* [PROBLEM TO SOLVE]
Take the listing below and output it again exactly.

• • • • •

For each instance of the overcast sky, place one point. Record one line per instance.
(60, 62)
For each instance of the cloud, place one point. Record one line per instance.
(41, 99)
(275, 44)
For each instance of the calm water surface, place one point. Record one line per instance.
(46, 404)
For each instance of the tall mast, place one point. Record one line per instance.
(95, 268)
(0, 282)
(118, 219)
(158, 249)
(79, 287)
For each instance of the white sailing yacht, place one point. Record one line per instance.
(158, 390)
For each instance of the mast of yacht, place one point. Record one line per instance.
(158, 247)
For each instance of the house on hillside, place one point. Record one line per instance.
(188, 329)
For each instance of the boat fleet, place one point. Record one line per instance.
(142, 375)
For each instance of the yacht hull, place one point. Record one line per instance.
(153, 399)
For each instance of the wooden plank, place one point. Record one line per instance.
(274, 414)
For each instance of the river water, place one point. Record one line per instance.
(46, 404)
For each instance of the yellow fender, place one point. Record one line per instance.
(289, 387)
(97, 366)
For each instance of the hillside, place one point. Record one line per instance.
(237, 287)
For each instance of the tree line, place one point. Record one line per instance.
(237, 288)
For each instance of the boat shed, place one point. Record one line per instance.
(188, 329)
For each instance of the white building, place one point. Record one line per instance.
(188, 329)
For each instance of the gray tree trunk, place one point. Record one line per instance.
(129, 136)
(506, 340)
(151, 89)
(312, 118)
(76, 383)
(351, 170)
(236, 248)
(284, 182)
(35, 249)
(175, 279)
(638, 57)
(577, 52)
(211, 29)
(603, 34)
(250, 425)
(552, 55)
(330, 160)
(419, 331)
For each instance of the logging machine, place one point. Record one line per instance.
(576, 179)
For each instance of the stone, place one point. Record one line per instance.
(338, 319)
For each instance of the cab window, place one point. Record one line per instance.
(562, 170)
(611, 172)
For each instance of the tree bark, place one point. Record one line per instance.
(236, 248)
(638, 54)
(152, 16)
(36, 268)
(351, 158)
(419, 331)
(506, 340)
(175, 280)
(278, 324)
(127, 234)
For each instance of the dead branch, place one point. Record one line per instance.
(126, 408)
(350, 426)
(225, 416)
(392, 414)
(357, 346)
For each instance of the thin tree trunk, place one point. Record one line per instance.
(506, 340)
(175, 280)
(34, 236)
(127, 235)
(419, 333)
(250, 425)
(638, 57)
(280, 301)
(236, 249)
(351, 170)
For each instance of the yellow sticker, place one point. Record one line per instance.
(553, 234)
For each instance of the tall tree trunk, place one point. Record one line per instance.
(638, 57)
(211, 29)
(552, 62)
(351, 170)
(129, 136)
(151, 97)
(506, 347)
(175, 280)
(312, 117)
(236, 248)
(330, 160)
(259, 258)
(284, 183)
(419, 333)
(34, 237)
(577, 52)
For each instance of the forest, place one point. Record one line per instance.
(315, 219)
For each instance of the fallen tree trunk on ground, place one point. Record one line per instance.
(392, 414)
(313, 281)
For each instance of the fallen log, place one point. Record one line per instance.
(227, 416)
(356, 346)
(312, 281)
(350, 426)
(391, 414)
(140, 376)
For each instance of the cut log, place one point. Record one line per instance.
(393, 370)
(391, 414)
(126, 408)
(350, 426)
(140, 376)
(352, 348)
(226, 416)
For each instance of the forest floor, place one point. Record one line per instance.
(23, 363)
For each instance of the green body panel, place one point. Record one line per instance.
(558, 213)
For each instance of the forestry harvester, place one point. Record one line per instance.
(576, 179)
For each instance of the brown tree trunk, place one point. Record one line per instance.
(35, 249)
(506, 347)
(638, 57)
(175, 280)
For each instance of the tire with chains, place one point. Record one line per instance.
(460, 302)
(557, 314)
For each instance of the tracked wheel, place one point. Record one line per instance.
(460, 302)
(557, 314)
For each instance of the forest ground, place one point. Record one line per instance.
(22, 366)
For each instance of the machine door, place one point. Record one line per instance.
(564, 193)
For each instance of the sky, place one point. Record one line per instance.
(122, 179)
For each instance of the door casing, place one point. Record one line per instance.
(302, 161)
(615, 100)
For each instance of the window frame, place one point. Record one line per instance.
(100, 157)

• • • • •

* [EXERCISE RESULT]
For each instance of the overcast sky, place one point. Record one line per instance.
(60, 62)
For each instance of the cloud, place one point. Record one line per instance.
(41, 99)
(275, 44)
For each instance of the calm water surface, place one point. Record one line per instance.
(46, 404)
For each instance of the tall mast, place one point. Record one line per instance.
(95, 268)
(0, 282)
(118, 219)
(158, 249)
(79, 287)
For each instance of the white sailing yacht, place one point. Record one line per instance.
(158, 390)
For each instance of the mast of yacht, place one point. Record one line per instance.
(158, 247)
For each instance of the house on hillside, place one point. Record one line per instance.
(188, 329)
For each instance of the boat fleet, place one point. Record one line per instance.
(142, 375)
For each instance of the yacht hull, place one point. Record one line per instance.
(153, 399)
For each instance of the wooden plank, place one point. Record one line per instance.
(274, 414)
For each instance of the river water, place one point. Record one line per instance.
(46, 404)
For each instance of the yellow fender, place one point. Record one line per instance.
(289, 387)
(97, 366)
For each instance of the hillside, place one point. Record one line per instance.
(237, 287)
For each instance of the tree line, place one point. Record one line per instance.
(237, 288)
For each instance of the boat shed, place one point. Record one line per instance.
(188, 329)
For each instance of the white building, place one point. Record one line per instance.
(188, 329)
For each instance of the gray tree trunk, place one point. Record one line per instance.
(129, 136)
(506, 340)
(151, 89)
(312, 118)
(76, 383)
(351, 170)
(236, 248)
(284, 182)
(35, 249)
(175, 279)
(638, 57)
(577, 52)
(211, 29)
(603, 34)
(250, 425)
(552, 55)
(330, 160)
(419, 331)
For each instance of the logging machine, place one point. Record one line per instance.
(576, 179)
For each instance of the stone, place one point. Record one line per instance.
(338, 319)
For each instance of the cab window, place one point. Record one line per instance.
(562, 170)
(611, 172)
For each instance of the tree bark, place one point. Record one line per instance.
(236, 248)
(638, 54)
(152, 16)
(36, 268)
(351, 158)
(419, 331)
(506, 340)
(175, 280)
(278, 324)
(127, 234)
For each instance of the dead branch, place one point. Record one line per instance.
(126, 408)
(350, 426)
(225, 416)
(392, 414)
(357, 346)
For each instance of the thin tree trunk, place one point. Record one line per instance.
(506, 340)
(175, 280)
(34, 236)
(127, 235)
(419, 333)
(250, 425)
(638, 57)
(280, 301)
(236, 249)
(351, 170)
For each instance of the yellow sticker, place one point. Record one line per instance.
(553, 234)
For each instance of the tall tree trunk, place one point. Record one line per instance.
(638, 57)
(211, 29)
(552, 62)
(351, 170)
(129, 136)
(151, 97)
(506, 347)
(175, 280)
(312, 117)
(236, 248)
(330, 160)
(259, 258)
(284, 183)
(419, 333)
(34, 237)
(577, 52)
For each instance of the forest, place one point. Record one line per instance.
(315, 219)
For each instance of the fallen tree trunk on ground, place one point. Record one line per instance.
(392, 414)
(313, 281)
For each instance of the fallen log, place one point. Record one line per instance.
(227, 416)
(356, 346)
(312, 281)
(350, 426)
(391, 414)
(140, 376)
For each instance of the cut log, place one point. Record one line per instance.
(393, 370)
(391, 414)
(126, 408)
(350, 426)
(140, 376)
(352, 348)
(226, 416)
For each instance of the forest floor, place one point. Record one line per instance.
(23, 363)
For each instance of the green body panel, place one point. Record one line per instance.
(558, 213)
For each instance of the forestry harvester, place one point. Record one line per instance.
(576, 179)
For each instance of the brown tree trunk, place one point. Record one line per instance.
(35, 249)
(506, 347)
(638, 57)
(175, 280)
For each instance of the tire with chains, place one point. Record one line per instance.
(460, 302)
(557, 314)
For each instance of the tracked wheel, place one point. Record one line per instance.
(460, 302)
(557, 314)
For each instance of the forest ground, place one point. Record one line per instance.
(22, 366)
For each instance of the machine door, place one point. Record one line per instance.
(564, 193)
For each instance of the sky, place one point. Record one line per instance.
(122, 179)
For each instance of the door casing, place one point. Record one line per instance.
(302, 161)
(615, 100)
For each instance of the window frame, place one point. Record one line per instance.
(100, 157)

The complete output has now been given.